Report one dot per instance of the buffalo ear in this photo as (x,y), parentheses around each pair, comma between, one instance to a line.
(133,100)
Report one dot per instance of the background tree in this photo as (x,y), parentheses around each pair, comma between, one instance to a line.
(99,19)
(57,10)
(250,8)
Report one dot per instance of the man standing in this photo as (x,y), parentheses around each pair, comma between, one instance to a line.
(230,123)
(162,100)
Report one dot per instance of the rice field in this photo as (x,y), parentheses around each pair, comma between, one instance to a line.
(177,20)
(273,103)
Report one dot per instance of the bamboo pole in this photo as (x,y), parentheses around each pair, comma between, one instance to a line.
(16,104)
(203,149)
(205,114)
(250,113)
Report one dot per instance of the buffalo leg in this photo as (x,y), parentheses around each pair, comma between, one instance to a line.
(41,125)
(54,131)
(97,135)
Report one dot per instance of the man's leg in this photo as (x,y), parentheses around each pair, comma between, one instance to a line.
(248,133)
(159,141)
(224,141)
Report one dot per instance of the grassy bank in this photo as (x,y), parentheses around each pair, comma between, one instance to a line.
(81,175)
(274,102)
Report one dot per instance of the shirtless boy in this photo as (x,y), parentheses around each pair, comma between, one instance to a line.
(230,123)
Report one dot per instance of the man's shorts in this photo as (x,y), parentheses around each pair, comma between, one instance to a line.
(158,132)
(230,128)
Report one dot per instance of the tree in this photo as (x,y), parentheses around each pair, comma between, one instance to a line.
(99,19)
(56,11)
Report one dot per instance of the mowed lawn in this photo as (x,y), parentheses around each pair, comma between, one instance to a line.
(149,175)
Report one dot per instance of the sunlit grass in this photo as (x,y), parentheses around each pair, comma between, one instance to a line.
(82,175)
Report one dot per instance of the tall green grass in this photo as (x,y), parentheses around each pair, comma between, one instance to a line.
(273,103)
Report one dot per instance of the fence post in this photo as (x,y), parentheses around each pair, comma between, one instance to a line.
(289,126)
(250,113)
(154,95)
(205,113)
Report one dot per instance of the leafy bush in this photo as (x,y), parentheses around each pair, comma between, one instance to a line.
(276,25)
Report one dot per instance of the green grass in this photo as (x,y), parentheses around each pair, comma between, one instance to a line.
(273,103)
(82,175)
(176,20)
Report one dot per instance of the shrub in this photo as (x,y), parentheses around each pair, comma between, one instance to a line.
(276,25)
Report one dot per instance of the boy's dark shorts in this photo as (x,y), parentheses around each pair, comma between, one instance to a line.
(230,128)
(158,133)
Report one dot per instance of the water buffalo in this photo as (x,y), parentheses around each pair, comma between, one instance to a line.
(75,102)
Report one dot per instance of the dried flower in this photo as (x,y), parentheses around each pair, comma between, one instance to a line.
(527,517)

■ ■ ■

- _What needs to be done_:
Copy every record above verbatim, keeping the original order and line breaks.

- _Expected answer_:
Report one dot per instance of the buffalo ear in this photo as (x,y), parentheses around each pair, comma between, one instance to a line.
(133,100)
Report one dot per instance of the background tree in this photo as (x,y), parentheses around each pair, comma between, one instance to a line.
(99,19)
(57,10)
(250,8)
Report one dot per instance of the man standing in this photo as (x,y), parentheses around each pair, comma between, one instance to a line.
(230,123)
(162,100)
Report one dot per instance of the rice field in this photo as (x,y), parentheses around each pair, comma between, one instance to a line.
(177,20)
(273,103)
Report one dot per instance of the bamboo pole in this photo as (x,y), parentheses around each pair, comma between, one instance to a line.
(16,104)
(203,149)
(205,114)
(250,113)
Report one dot per instance of the buffalo leg in this photo as (x,y), parentheses around each pair, comma between, one instance to a line.
(41,125)
(54,131)
(97,135)
Report one dot per instance of the man's leg in this photo as (x,y), parentheses around each pair, comma between, one instance to a line.
(248,133)
(159,141)
(224,141)
Report one dot per instance of the grassy bank in this photo as (x,y), parentheses around each pair, comma between, one instance to a line.
(81,175)
(274,102)
Report one dot per instance of the shirtless boy in this photo as (x,y), parentheses around each pair, comma between, one instance to a line.
(230,123)
Report one dot per instance of the man's shorts in this photo as (x,y), parentheses around each pair, comma between, one instance to a line.
(158,132)
(230,128)
Report one dot per instance of the tree in this photo as (x,y), parentheses around each pair, comma between, one instance to a line.
(99,19)
(56,11)
Report one dot per instance of the mowed lawn in this photo as (x,y), parentheses around each pair, comma between, one instance to a line.
(149,175)
Report one dot per instance of the sunlit grass in this photo as (x,y), parentheses around each pair, comma between, one instance to a line.
(82,175)
Report one dot per instance of the tall green grass in this photo as (x,y), parentheses around each pair, comma between, one instance to a line.
(273,103)
Report one dot per instance of the fence post in this photo as (x,y), parentheses around each pair, comma between, one instance to a line.
(289,126)
(250,113)
(154,95)
(205,113)
Report one dot per instance of the leafy bush in this photo as (x,y), parentheses around each pair, comma between, one instance to a line.
(276,25)
Report one dot per instance of the green grass in this photo as (x,y), parentheses around each pair, comma between, one instance to a line.
(273,103)
(82,175)
(176,20)
Report one dot per instance of the shrub in this photo as (x,y), parentheses around each pair, comma between, one instance to a line.
(276,25)
Report one dot per instance of the boy's dark shorts in this photo as (x,y), parentheses around each pair, comma between, one instance to a line.
(230,128)
(158,133)
Report one dot per instance of the water buffalo in this photo as (x,y), parentheses around each pair, comma between, one instance to a line.
(75,102)
Report one dot per instance of the dried flower in this photo as (x,y), parentheses around each pair, comma between, one instance to a line.
(527,517)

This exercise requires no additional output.